(Point placement records)
--- Begin ---
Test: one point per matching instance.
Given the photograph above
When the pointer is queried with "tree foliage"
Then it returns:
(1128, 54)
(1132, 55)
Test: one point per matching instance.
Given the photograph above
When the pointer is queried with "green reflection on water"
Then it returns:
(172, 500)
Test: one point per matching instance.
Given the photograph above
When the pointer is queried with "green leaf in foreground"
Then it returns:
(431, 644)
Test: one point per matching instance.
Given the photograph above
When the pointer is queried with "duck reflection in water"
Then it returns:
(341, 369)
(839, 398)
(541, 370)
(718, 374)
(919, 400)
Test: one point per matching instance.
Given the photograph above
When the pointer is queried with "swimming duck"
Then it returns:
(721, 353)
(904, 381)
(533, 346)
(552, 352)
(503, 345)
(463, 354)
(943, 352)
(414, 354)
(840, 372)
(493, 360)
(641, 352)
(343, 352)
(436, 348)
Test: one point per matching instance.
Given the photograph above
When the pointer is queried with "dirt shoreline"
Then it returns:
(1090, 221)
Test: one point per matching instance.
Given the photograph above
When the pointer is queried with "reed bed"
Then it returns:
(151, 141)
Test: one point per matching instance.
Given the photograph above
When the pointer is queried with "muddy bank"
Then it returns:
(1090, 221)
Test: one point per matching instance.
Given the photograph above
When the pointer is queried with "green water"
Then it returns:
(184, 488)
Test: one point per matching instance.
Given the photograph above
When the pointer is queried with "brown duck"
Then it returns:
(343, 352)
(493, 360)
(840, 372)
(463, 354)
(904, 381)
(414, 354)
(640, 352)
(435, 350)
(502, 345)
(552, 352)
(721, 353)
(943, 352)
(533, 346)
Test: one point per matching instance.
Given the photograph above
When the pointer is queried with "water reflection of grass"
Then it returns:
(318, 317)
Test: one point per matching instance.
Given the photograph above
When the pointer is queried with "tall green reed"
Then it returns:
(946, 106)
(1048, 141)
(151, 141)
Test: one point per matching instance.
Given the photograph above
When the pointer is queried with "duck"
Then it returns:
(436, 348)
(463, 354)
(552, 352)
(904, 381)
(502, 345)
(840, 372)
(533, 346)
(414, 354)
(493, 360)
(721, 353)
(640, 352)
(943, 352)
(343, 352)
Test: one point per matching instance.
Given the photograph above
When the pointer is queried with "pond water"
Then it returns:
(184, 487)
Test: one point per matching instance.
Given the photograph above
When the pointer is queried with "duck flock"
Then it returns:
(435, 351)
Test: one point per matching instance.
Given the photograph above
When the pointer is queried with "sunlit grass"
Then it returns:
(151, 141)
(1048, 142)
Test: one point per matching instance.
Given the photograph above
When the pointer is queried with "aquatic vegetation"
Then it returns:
--- End ---
> What to do:
Find each line in the material that contains the word "duck" and copy those lines in full.

> Solution to the problem:
When the pointer is queried with "duck reflection in water"
When the pointer is queried with "swimming duck"
When the pointer is queried with "brown duck"
When the pointer is queried with "duck"
When the pointer is queried with "duck flock"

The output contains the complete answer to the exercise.